→ **WORK TO COMPLETE**: The required output is the exact sequence of lines from the line holding "Q: Pick out each instance of the teal" to the end of the records, inclusive.

→ **Source records**:

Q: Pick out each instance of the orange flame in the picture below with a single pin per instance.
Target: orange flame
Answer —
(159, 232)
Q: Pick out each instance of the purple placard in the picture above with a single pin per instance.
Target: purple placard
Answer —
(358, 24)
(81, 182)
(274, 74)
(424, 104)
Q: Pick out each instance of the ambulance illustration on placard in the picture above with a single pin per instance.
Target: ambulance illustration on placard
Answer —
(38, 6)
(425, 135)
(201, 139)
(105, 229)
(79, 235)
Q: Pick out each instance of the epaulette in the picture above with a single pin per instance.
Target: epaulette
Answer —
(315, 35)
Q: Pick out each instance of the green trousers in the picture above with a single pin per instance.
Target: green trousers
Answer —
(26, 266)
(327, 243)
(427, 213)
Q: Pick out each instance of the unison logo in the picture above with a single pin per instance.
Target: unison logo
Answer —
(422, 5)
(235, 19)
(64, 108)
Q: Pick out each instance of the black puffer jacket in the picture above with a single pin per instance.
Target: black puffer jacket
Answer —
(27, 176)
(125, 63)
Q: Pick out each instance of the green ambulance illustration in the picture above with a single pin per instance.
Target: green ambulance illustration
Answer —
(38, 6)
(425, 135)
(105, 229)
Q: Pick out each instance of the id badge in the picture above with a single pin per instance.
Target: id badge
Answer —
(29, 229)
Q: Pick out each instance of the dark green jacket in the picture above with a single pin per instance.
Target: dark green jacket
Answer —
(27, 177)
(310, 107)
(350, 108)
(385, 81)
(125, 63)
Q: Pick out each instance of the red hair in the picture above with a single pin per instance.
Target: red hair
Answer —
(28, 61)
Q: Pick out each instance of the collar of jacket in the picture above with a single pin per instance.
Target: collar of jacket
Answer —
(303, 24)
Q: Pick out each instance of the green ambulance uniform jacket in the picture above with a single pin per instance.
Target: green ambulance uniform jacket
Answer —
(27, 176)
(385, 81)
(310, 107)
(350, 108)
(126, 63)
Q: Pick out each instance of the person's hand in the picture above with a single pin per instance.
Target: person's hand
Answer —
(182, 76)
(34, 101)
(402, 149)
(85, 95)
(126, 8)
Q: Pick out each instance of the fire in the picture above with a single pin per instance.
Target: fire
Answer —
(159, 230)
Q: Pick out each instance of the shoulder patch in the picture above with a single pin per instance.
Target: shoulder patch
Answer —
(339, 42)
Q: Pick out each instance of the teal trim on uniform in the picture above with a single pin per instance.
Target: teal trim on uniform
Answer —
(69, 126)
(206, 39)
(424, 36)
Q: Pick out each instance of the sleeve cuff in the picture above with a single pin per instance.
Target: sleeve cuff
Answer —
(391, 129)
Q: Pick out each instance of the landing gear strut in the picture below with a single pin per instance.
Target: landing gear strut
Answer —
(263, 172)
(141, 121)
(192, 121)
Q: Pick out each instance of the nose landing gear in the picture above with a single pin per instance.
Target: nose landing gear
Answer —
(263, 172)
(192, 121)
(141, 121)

→ **RESULT BELOW**:
Q: Pick out each instance of the teal trim on uniform in the picture above with a single pin per instance.
Target: teal trim on uniform
Answer —
(69, 126)
(206, 39)
(424, 36)
Q: Pick out each instance of the sleeve cuff in the picture above with a single pin per instance.
Target: sleeve cuff
Answer —
(391, 129)
Q: Pick out each instance of the landing gear strut in the picture below with a single pin per instance.
Target: landing gear strut
Answer —
(263, 172)
(141, 121)
(192, 121)
Q: Pick out each instance of the nose landing gear in the picture above with a single pin per instance.
Target: nose landing gear
Answer —
(263, 172)
(192, 121)
(141, 121)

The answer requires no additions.